--- Exercise ---
Rewrite every line of the records below with "overcast sky" changed to "cloudy sky" and everything else unchanged. Leave the pictures out of your version.

--- Provided data ---
☆ ☆ ☆ ☆ ☆

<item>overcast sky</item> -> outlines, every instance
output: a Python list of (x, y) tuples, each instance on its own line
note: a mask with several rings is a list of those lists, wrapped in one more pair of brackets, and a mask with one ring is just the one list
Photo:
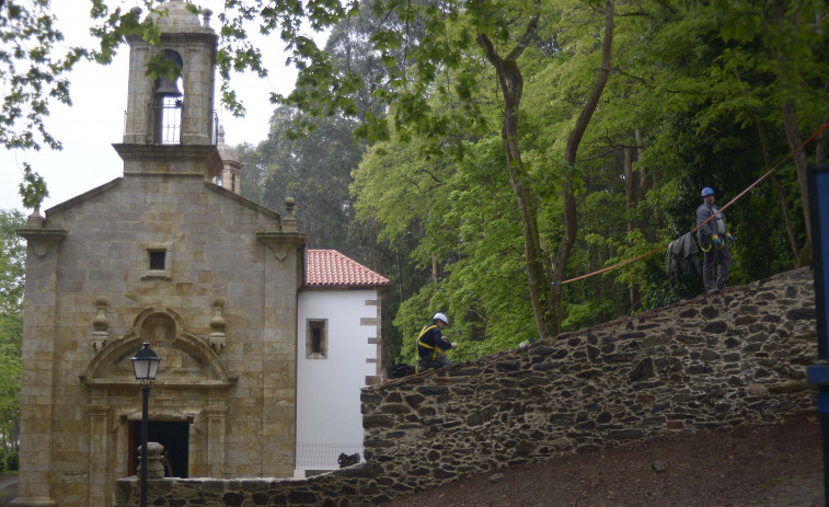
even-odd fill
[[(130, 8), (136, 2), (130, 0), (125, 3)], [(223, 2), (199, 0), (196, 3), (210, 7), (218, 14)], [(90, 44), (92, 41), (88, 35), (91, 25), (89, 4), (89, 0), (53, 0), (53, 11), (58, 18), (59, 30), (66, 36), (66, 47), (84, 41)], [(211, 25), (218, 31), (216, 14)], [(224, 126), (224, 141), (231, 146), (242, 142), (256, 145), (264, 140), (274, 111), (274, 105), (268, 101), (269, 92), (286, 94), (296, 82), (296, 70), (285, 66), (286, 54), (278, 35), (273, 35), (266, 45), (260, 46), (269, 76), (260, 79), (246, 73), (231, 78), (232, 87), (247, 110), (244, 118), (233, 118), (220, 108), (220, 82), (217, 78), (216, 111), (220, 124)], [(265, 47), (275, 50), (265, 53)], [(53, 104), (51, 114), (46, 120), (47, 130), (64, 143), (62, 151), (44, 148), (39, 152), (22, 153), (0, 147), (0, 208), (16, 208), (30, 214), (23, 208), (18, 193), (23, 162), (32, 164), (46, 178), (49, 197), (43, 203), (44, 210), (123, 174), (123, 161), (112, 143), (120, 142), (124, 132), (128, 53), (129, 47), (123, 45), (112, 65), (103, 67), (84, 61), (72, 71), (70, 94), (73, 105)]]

☆ ☆ ☆ ☆ ☆

--- Task solution ---
<item>cloudy sky</item> -> outlines, every instance
output: a Python list of (x, y) tuples, each instance on its own line
note: a mask with several rings is a list of those lists, wrapped in one more pair of brackets, and a mask with one ring is just the one list
Photo:
even-odd fill
[[(130, 8), (136, 2), (130, 0), (125, 3)], [(223, 2), (199, 0), (196, 3), (210, 7), (218, 14)], [(90, 44), (92, 41), (88, 35), (91, 25), (89, 4), (89, 0), (53, 0), (53, 11), (58, 18), (59, 30), (66, 36), (66, 47), (84, 41)], [(211, 25), (218, 31), (216, 14)], [(224, 126), (224, 141), (231, 146), (242, 142), (256, 145), (264, 140), (274, 111), (274, 105), (268, 101), (269, 92), (286, 94), (296, 82), (296, 70), (285, 66), (286, 54), (278, 35), (273, 35), (266, 45), (260, 46), (269, 76), (260, 79), (246, 73), (231, 78), (232, 87), (247, 110), (244, 118), (233, 118), (220, 108), (220, 82), (217, 78), (216, 111), (220, 124)], [(265, 47), (275, 50), (265, 53)], [(53, 104), (51, 114), (46, 120), (47, 130), (64, 143), (62, 151), (44, 148), (39, 152), (22, 153), (0, 147), (0, 208), (16, 208), (30, 214), (23, 208), (18, 193), (23, 162), (32, 164), (46, 178), (49, 197), (43, 203), (44, 210), (123, 174), (123, 161), (112, 143), (120, 142), (124, 132), (128, 53), (129, 47), (123, 45), (112, 65), (103, 67), (84, 61), (72, 71), (70, 94), (73, 105)]]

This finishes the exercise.